• [Page excerpt]:
Firstly, I think Biodiversity Informatics needs one good names management environment, that is open and flexible. It needs to be an environment that interconnects available services and authoritative data sources.

It is my presumption that a significant goal is to interconnect distributed data by using the names.  That means we have to overcome problems that there are many names written in various ways for the same species.   Then we have to standardise the results in the context of any one of many authoritative taxonomies.  These are the challenges that Global Names was set up to address, sitting on top of a 10 year discussion (boringly outlined at globalnames.,org)

As a simple example of interconnecting content, http://escjam2012.shorthouse.net/tweet/587 shows interception of tweets, discover name in tweet, and cross link name to a classification and to some literature.

We are more or less in the position of delivering pretty solid services that will deal with some of the issues that Arlin has identified.

GN has names recognition and discovery tools, so we can run through sources from docs, to pdfs, to text, to html, to images and so on, find the names, and spit them out.  This is scalable and is currently being run against the full corpus of Biodiversity Heritage Library.

• [Given data]:
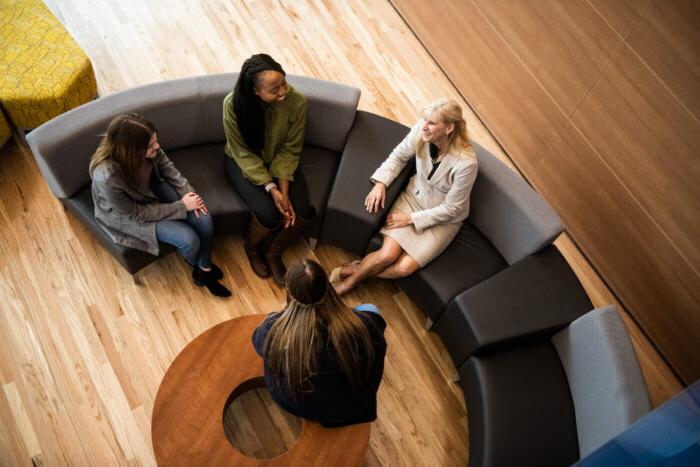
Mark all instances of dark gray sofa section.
[320,111,415,256]
[459,306,651,467]
[358,143,568,330]
[433,245,593,368]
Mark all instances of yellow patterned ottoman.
[0,0,97,130]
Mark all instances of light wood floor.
[0,0,680,466]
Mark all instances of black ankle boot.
[190,263,224,281]
[209,263,224,281]
[192,267,231,297]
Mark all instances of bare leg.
[333,237,403,295]
[377,251,420,279]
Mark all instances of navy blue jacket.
[253,304,386,427]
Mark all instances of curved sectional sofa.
[27,73,648,465]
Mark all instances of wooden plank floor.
[0,0,680,466]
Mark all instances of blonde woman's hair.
[416,98,471,153]
[90,113,158,185]
[263,259,374,400]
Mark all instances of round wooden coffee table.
[151,315,371,466]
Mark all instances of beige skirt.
[379,190,462,267]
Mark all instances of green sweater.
[224,86,306,185]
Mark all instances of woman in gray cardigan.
[330,99,477,295]
[90,113,231,297]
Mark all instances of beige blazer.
[91,149,194,255]
[372,119,477,233]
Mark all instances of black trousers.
[225,156,316,229]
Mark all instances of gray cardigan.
[91,149,194,255]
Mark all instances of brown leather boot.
[243,214,275,277]
[265,217,313,287]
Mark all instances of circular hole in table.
[223,378,303,459]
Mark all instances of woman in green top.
[224,54,316,287]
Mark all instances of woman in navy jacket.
[253,259,386,427]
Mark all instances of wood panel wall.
[392,0,700,384]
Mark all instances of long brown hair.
[90,113,158,185]
[264,259,374,400]
[416,98,471,153]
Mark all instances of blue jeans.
[150,176,214,269]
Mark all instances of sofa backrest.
[27,73,360,198]
[469,143,564,264]
[552,305,651,458]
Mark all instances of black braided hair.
[233,54,287,153]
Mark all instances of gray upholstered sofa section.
[459,307,649,467]
[552,305,651,457]
[392,143,563,322]
[27,73,360,199]
[469,143,564,264]
[27,73,360,274]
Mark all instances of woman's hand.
[182,191,207,219]
[270,187,296,229]
[384,212,413,229]
[365,182,386,214]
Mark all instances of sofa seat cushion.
[299,145,340,230]
[61,190,175,274]
[435,245,593,367]
[321,111,415,256]
[372,221,508,322]
[168,142,250,235]
[459,341,578,467]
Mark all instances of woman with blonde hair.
[253,259,386,426]
[90,113,231,297]
[330,99,477,295]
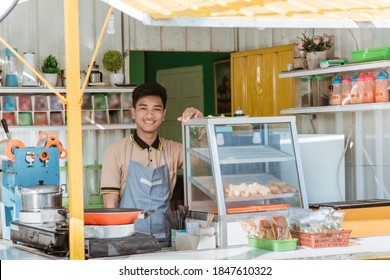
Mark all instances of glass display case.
[182,117,308,246]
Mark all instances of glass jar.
[312,76,332,106]
[4,48,19,87]
[296,76,313,107]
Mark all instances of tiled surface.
[0,239,57,260]
[0,235,390,260]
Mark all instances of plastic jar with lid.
[329,76,343,105]
[296,76,313,107]
[363,72,376,103]
[375,72,389,102]
[355,73,366,104]
[4,48,19,87]
[312,76,332,106]
[351,74,359,104]
[341,75,352,105]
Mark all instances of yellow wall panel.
[231,45,295,116]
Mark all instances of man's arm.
[103,193,119,208]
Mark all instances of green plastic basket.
[248,236,298,251]
[352,47,390,63]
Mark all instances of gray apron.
[119,141,170,246]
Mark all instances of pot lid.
[20,185,60,194]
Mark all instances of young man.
[101,83,203,246]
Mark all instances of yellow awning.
[101,0,390,28]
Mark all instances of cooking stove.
[11,221,69,256]
[11,221,161,259]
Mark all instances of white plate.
[88,83,105,87]
[84,224,135,238]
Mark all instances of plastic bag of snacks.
[287,207,345,232]
[241,216,292,240]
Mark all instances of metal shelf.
[280,102,390,115]
[5,123,137,132]
[0,87,134,95]
[279,60,390,79]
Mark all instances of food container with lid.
[296,76,313,108]
[312,76,330,106]
[16,181,62,210]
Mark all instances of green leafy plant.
[297,34,334,53]
[41,54,60,74]
[103,50,125,73]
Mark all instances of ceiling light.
[0,0,18,21]
[106,14,115,34]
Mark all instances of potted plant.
[41,54,60,86]
[103,50,125,86]
[297,34,334,69]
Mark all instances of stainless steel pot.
[17,182,62,211]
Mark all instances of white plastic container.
[375,72,389,102]
[329,76,343,105]
[341,75,352,105]
[363,72,375,103]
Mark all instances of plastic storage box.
[291,230,352,248]
[352,47,390,62]
[248,235,298,251]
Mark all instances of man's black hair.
[132,83,167,109]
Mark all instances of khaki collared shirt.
[101,132,183,196]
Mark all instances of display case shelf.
[182,117,308,246]
[190,145,294,164]
[190,173,299,203]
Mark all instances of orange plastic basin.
[84,208,142,226]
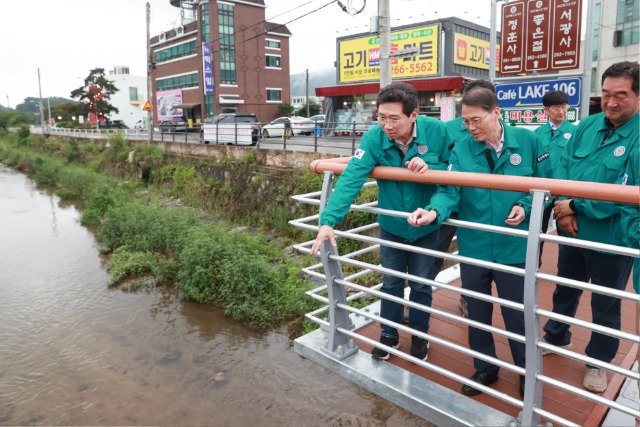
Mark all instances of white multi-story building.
[583,0,640,98]
[107,66,147,129]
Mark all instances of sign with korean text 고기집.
[453,33,500,70]
[338,25,440,83]
[500,0,582,74]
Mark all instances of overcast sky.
[0,0,491,108]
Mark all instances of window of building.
[156,73,198,91]
[266,55,280,68]
[264,39,280,50]
[156,40,196,63]
[200,3,211,42]
[218,3,236,84]
[591,3,602,61]
[129,86,139,101]
[616,0,640,46]
[267,88,282,102]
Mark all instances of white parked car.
[262,116,314,138]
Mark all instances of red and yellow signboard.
[338,24,440,83]
[453,33,500,70]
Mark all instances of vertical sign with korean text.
[500,0,582,74]
[202,42,213,95]
[524,0,551,71]
[338,25,440,83]
[500,1,525,73]
[551,0,582,70]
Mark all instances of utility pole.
[47,96,51,126]
[147,2,153,142]
[38,67,46,133]
[378,0,391,89]
[305,68,310,117]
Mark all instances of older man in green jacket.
[311,83,453,360]
[408,88,551,395]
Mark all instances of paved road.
[31,127,360,155]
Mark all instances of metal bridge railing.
[290,159,640,425]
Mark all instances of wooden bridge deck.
[357,243,638,426]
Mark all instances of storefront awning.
[173,104,200,109]
[316,77,464,96]
[218,95,244,104]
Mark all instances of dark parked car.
[107,120,128,129]
[159,117,189,133]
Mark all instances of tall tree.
[71,68,118,121]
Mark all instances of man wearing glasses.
[542,61,640,393]
[407,88,551,396]
[535,90,576,265]
[311,83,453,360]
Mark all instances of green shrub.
[107,246,157,286]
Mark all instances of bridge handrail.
[290,165,640,425]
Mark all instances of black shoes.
[411,336,429,360]
[462,372,502,396]
[371,336,400,360]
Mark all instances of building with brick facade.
[150,0,291,126]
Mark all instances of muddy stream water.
[0,165,427,426]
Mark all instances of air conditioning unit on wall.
[613,30,622,47]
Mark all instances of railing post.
[518,190,551,426]
[318,172,358,360]
[320,240,358,360]
[351,121,356,154]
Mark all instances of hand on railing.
[504,205,526,227]
[311,225,338,255]
[407,208,438,227]
[404,157,429,173]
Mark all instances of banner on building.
[338,24,440,83]
[202,42,213,95]
[156,89,182,120]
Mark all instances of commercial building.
[316,17,490,133]
[107,66,147,129]
[582,0,640,101]
[150,0,291,125]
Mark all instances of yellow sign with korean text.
[338,24,440,83]
[453,33,500,70]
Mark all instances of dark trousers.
[538,200,553,268]
[460,264,525,373]
[430,212,458,278]
[544,245,632,362]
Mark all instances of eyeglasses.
[547,104,569,113]
[378,117,402,125]
[462,111,491,129]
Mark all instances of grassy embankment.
[0,129,375,335]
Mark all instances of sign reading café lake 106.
[500,0,582,74]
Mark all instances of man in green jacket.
[311,83,452,360]
[543,62,640,393]
[440,79,496,317]
[408,88,551,396]
[535,90,576,264]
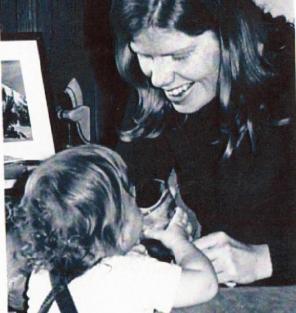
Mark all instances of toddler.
[15,145,218,313]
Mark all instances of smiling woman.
[111,0,296,284]
[130,28,220,113]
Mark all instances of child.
[15,145,217,313]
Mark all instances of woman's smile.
[130,27,220,113]
[164,82,194,102]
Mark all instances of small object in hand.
[137,180,176,263]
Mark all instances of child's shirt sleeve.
[102,256,182,313]
[27,255,181,313]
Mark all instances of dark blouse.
[118,18,296,284]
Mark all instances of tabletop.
[172,285,296,313]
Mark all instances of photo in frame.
[0,40,55,162]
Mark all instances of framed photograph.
[0,40,55,162]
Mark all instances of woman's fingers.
[194,232,230,250]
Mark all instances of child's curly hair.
[14,145,131,277]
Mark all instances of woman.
[111,0,296,284]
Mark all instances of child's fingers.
[143,228,164,240]
[170,207,188,228]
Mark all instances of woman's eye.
[138,53,152,60]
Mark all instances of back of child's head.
[16,145,131,276]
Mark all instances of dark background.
[0,0,128,151]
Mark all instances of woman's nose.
[151,59,174,88]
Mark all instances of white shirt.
[28,255,181,313]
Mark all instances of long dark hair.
[111,0,294,157]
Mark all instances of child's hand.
[144,207,188,249]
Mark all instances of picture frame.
[0,36,55,163]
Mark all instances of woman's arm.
[194,232,272,284]
[145,208,218,307]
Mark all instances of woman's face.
[130,28,220,113]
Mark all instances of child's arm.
[145,208,218,307]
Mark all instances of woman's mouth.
[164,82,194,101]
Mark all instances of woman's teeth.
[166,83,193,97]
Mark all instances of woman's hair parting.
[14,145,131,276]
[111,0,292,156]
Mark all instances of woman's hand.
[194,232,272,284]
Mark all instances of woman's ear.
[258,42,264,56]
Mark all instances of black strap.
[38,271,78,313]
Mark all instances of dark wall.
[0,0,126,148]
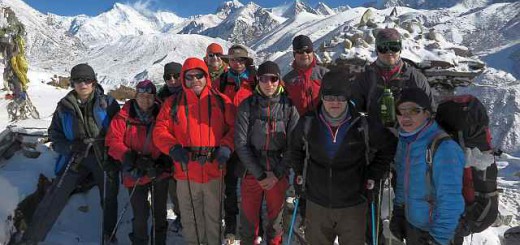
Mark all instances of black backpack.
[426,95,498,236]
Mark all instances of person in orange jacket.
[153,58,235,245]
[105,80,171,245]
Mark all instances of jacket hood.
[181,57,211,93]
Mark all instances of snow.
[0,0,520,245]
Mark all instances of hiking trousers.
[22,153,119,243]
[305,199,366,245]
[240,174,289,245]
[177,179,223,245]
[128,179,169,245]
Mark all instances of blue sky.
[23,0,367,17]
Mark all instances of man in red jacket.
[153,58,234,245]
[283,35,329,116]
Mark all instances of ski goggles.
[321,95,347,102]
[164,73,181,80]
[208,54,222,58]
[376,42,402,54]
[258,75,280,83]
[229,57,246,64]
[71,78,96,85]
[184,73,204,81]
[395,107,424,116]
[293,49,314,54]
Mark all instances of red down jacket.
[153,58,235,183]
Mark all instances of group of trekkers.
[17,29,480,245]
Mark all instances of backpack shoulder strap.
[425,132,451,196]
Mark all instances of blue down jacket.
[394,121,464,244]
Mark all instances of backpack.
[426,95,498,236]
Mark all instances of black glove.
[170,145,189,165]
[390,206,407,241]
[70,140,88,154]
[215,146,231,166]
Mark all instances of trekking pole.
[101,171,107,245]
[286,197,300,245]
[150,178,157,245]
[108,177,141,241]
[181,162,200,244]
[370,192,377,245]
[286,137,311,245]
[218,163,224,243]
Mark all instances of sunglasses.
[395,107,424,116]
[321,95,347,102]
[258,76,279,83]
[135,87,154,94]
[294,49,314,54]
[208,54,222,58]
[184,73,204,81]
[229,58,246,63]
[72,78,95,85]
[164,73,181,80]
[376,42,401,54]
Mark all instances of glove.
[215,146,231,166]
[390,206,407,241]
[170,145,189,165]
[103,159,121,172]
[70,140,88,154]
[123,150,137,172]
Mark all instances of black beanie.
[293,35,313,50]
[395,88,432,112]
[70,63,96,81]
[320,71,352,98]
[167,62,182,76]
[256,61,280,76]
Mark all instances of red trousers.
[240,175,289,245]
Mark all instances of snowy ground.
[0,71,520,245]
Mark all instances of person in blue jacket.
[390,88,464,245]
[22,64,120,244]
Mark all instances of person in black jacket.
[235,61,299,244]
[23,64,120,244]
[289,71,396,245]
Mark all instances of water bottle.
[381,88,395,127]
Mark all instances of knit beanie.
[256,61,280,76]
[376,28,401,44]
[70,63,96,81]
[293,35,313,50]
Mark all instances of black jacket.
[235,91,299,180]
[289,104,396,208]
[352,61,436,121]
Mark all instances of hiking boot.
[224,233,236,245]
[170,218,182,233]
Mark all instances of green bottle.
[381,88,395,127]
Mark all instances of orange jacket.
[153,58,235,183]
[105,100,169,187]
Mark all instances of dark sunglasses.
[376,43,401,54]
[72,78,95,85]
[229,58,246,63]
[208,54,222,58]
[184,73,204,81]
[135,87,154,94]
[294,49,314,54]
[258,76,279,83]
[321,95,347,102]
[164,73,181,80]
[395,107,424,116]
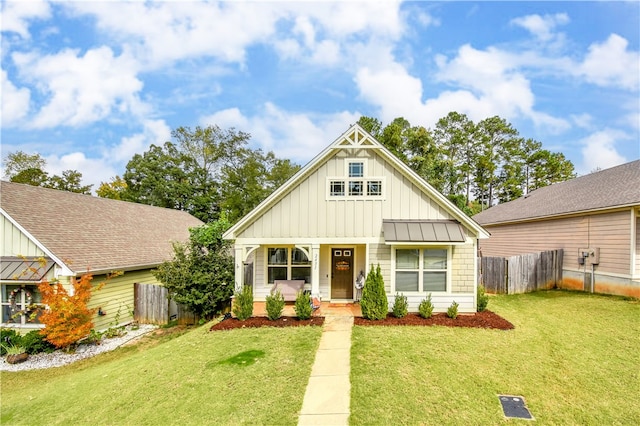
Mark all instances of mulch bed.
[353,311,514,330]
[210,311,514,331]
[209,317,324,331]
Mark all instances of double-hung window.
[395,248,449,292]
[267,247,311,284]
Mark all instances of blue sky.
[0,0,640,190]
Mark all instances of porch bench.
[271,280,305,302]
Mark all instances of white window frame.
[391,246,452,295]
[264,246,313,287]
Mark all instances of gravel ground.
[0,324,157,371]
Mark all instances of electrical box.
[578,247,600,265]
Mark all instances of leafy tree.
[153,215,234,318]
[38,273,104,348]
[96,176,127,200]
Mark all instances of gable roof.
[473,160,640,225]
[0,181,203,274]
[224,124,489,239]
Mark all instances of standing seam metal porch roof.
[382,219,465,243]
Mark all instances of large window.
[267,247,311,284]
[395,248,448,292]
[2,284,42,325]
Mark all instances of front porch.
[253,302,362,317]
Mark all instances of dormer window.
[327,160,384,200]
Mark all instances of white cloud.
[13,47,146,128]
[578,129,629,174]
[577,34,640,90]
[199,103,360,164]
[0,0,51,39]
[0,70,31,128]
[511,13,569,41]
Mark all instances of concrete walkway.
[298,306,353,426]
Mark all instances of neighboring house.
[224,125,488,312]
[0,181,202,330]
[473,160,640,297]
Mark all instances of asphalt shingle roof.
[473,160,640,225]
[0,181,203,273]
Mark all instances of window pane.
[422,272,447,291]
[349,180,364,195]
[329,180,344,197]
[424,249,447,269]
[396,271,418,291]
[269,267,287,284]
[367,180,382,195]
[291,248,311,264]
[396,250,420,269]
[349,163,364,177]
[291,266,311,283]
[268,248,288,264]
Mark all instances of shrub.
[233,285,253,321]
[478,284,489,312]
[391,293,409,318]
[447,300,458,319]
[360,264,389,320]
[20,330,56,355]
[418,293,433,318]
[293,291,313,319]
[266,290,284,321]
[0,328,22,355]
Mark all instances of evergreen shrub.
[265,290,284,321]
[293,290,313,320]
[391,293,409,318]
[360,264,389,320]
[233,285,253,321]
[418,293,433,318]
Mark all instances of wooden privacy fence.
[480,249,562,294]
[133,283,200,324]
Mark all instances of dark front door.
[331,248,353,299]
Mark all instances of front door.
[331,248,353,299]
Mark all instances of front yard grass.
[0,326,322,425]
[350,291,640,425]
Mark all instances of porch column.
[235,244,244,291]
[311,244,320,296]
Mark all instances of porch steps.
[298,312,353,426]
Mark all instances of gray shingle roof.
[473,160,640,225]
[0,181,202,272]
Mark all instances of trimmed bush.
[360,264,389,320]
[391,293,409,318]
[265,290,284,321]
[478,284,489,312]
[20,330,56,355]
[418,293,433,318]
[233,285,253,321]
[447,300,459,319]
[293,290,313,319]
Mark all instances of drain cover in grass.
[498,395,534,420]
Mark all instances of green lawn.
[350,291,640,425]
[0,291,640,425]
[0,326,322,425]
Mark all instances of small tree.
[265,290,284,321]
[293,290,313,320]
[360,264,389,320]
[153,215,234,319]
[38,272,109,349]
[233,285,253,321]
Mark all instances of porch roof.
[382,219,465,243]
[0,256,54,282]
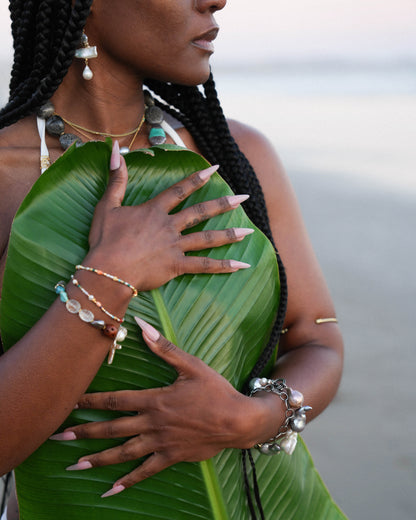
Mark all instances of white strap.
[160,121,186,148]
[37,117,186,173]
[37,117,51,173]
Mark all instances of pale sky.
[0,0,416,62]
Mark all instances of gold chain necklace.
[60,114,145,138]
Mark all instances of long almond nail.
[198,164,219,181]
[234,228,254,239]
[101,484,126,498]
[134,316,160,341]
[230,260,251,271]
[228,195,250,208]
[49,432,77,441]
[110,141,121,171]
[65,460,92,471]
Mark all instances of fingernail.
[198,164,219,181]
[228,195,250,208]
[49,432,77,441]
[101,484,126,498]
[134,316,160,341]
[110,141,120,171]
[234,228,254,238]
[230,260,251,271]
[65,460,92,471]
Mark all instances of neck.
[52,60,144,134]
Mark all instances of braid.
[146,75,287,379]
[0,0,92,128]
[0,0,287,377]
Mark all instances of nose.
[195,0,227,13]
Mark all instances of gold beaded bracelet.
[75,265,138,298]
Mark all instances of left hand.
[52,320,261,496]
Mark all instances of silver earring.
[75,33,98,81]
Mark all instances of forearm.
[0,260,131,474]
[242,325,343,444]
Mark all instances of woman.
[0,0,342,520]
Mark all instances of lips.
[192,27,220,52]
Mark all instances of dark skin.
[0,0,343,506]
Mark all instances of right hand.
[84,141,253,291]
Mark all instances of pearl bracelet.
[249,377,312,455]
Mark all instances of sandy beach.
[214,71,416,520]
[0,64,416,520]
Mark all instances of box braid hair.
[0,0,287,518]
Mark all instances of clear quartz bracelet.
[249,377,312,455]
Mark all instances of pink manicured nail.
[49,432,77,441]
[198,164,219,181]
[230,260,251,271]
[234,228,254,238]
[228,195,250,208]
[110,141,120,171]
[134,316,160,341]
[65,460,92,471]
[101,484,126,498]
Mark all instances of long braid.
[0,0,92,127]
[146,75,287,382]
[0,5,287,520]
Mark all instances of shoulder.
[228,120,297,218]
[0,120,39,264]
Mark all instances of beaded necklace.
[37,90,166,155]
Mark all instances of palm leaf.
[0,143,344,520]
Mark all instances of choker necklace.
[37,90,166,155]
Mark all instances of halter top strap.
[37,117,186,173]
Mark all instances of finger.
[49,415,147,441]
[66,436,154,471]
[96,141,128,212]
[101,453,174,498]
[134,316,200,374]
[181,228,254,252]
[77,390,145,412]
[178,256,251,274]
[154,165,219,213]
[173,195,249,231]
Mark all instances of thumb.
[103,141,128,208]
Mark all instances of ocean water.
[214,64,416,197]
[0,61,416,197]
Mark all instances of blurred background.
[0,0,416,520]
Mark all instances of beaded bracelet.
[71,275,124,323]
[55,282,127,365]
[249,377,312,455]
[75,264,138,298]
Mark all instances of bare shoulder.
[229,121,340,341]
[228,120,297,219]
[0,120,39,270]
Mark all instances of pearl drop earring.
[75,33,98,81]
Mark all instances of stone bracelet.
[249,377,312,455]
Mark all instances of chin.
[154,59,211,87]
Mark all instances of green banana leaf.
[0,142,345,520]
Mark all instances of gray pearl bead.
[59,134,82,150]
[248,377,261,391]
[143,90,155,107]
[46,116,65,137]
[37,101,55,119]
[145,106,164,125]
[91,320,105,329]
[149,135,166,146]
[259,442,274,455]
[290,414,306,433]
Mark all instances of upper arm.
[229,121,342,358]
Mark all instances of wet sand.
[291,172,416,520]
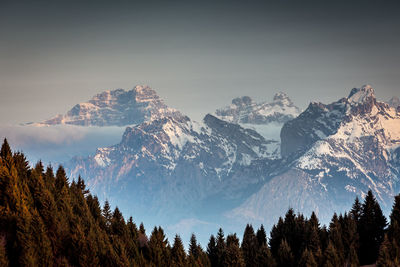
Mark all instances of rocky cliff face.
[388,96,400,109]
[67,112,277,222]
[229,86,400,227]
[39,85,179,126]
[215,92,300,124]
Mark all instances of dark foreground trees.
[0,140,400,267]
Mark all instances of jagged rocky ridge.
[228,85,400,226]
[38,85,177,126]
[67,110,278,223]
[61,86,400,237]
[215,92,300,124]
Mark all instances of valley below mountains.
[24,85,400,245]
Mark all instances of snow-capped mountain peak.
[388,96,400,109]
[273,92,294,106]
[215,92,300,125]
[38,85,179,126]
[347,84,376,105]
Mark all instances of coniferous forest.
[0,140,400,267]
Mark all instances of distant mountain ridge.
[215,92,300,124]
[38,85,179,126]
[29,86,400,243]
[228,85,400,226]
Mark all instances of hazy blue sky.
[0,0,400,123]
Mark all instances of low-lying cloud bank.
[0,125,125,164]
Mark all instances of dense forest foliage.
[0,140,400,267]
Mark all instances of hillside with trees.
[0,139,400,267]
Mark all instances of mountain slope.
[215,92,300,124]
[39,85,179,126]
[67,112,276,223]
[228,86,400,226]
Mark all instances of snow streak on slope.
[36,85,179,126]
[228,86,400,228]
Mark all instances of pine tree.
[149,227,170,266]
[299,249,318,267]
[277,239,295,267]
[189,233,200,261]
[111,207,127,236]
[207,235,218,267]
[217,228,226,267]
[102,200,112,230]
[329,213,344,265]
[0,236,9,267]
[350,196,362,225]
[388,195,400,247]
[255,244,276,267]
[242,224,258,267]
[171,235,186,267]
[376,235,400,267]
[324,241,340,267]
[359,190,387,265]
[224,234,245,267]
[256,224,267,248]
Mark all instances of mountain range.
[26,85,400,244]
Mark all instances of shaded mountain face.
[39,85,179,126]
[228,86,400,227]
[388,96,400,109]
[67,114,277,223]
[215,92,300,124]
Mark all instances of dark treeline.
[0,140,400,267]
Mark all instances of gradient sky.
[0,0,400,124]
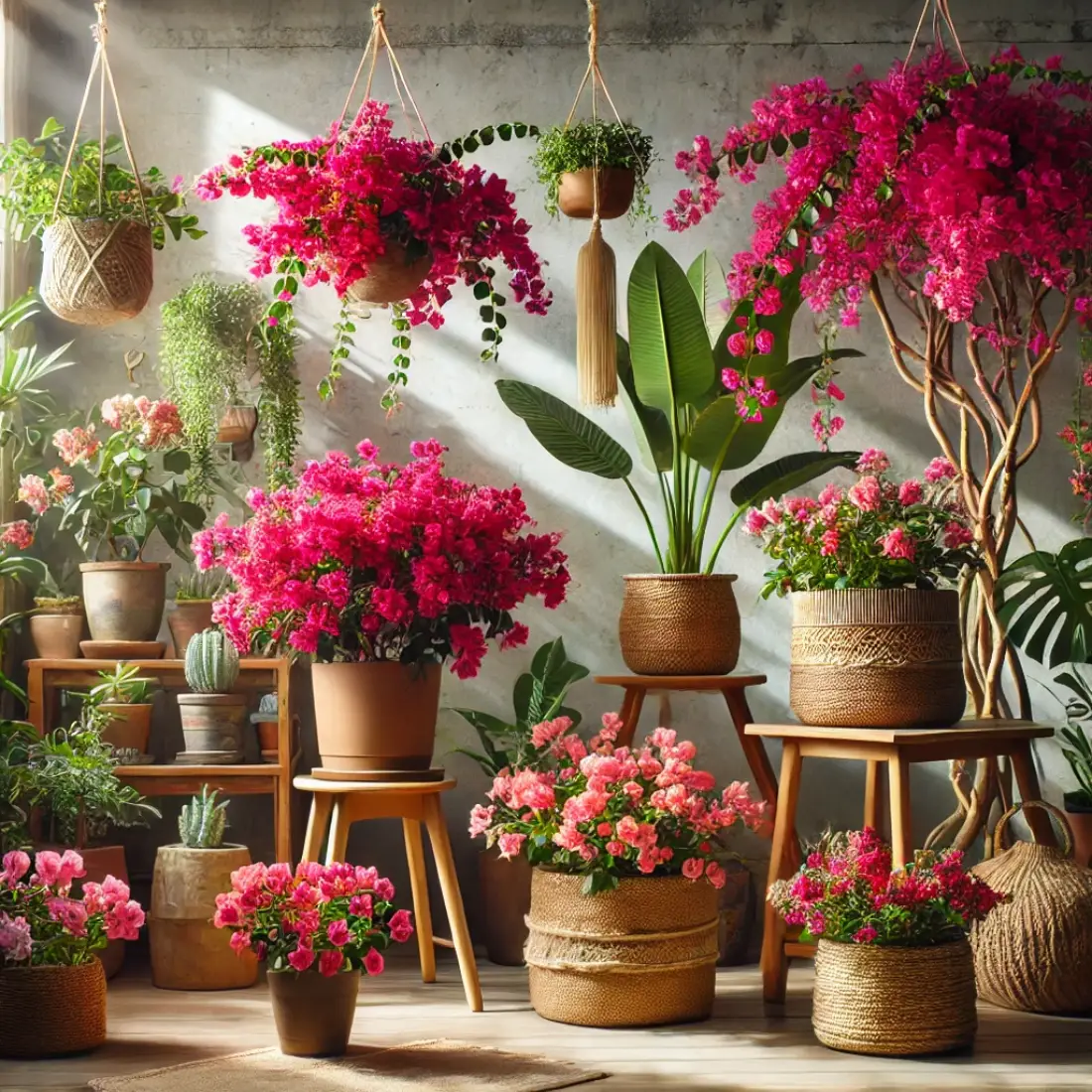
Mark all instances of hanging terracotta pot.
[557,167,636,219]
[312,661,440,771]
[618,574,741,675]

• [Requirement]:
Continue the passage on Global Names and managing species names in biodiversity informatics, starting right after its final sentence.

• [The output]:
Once we have the names we can run a variety of services.

There is that one of dealing with variant name strings.  We currently apply  the Tony Rees / Mike Giddens fuzzy match but should also be looking at other options that are available.  In addition, we have already rendered down our reference system of about 22 million name strings to about 7 million groups.   This environment also helps to open up 'Did you mean ...?' options.

Alongside that we need to ensure that we cover the homonyms problems., but through collaboration with Tony Rees and IRMNG, we have access to a vast amount of homonymy information, for much but not all of which we can offer taxonomic context that can be used to help in disambiguating homonyms. 

I am attaching a copy of our TREE article in which we laid out our approach.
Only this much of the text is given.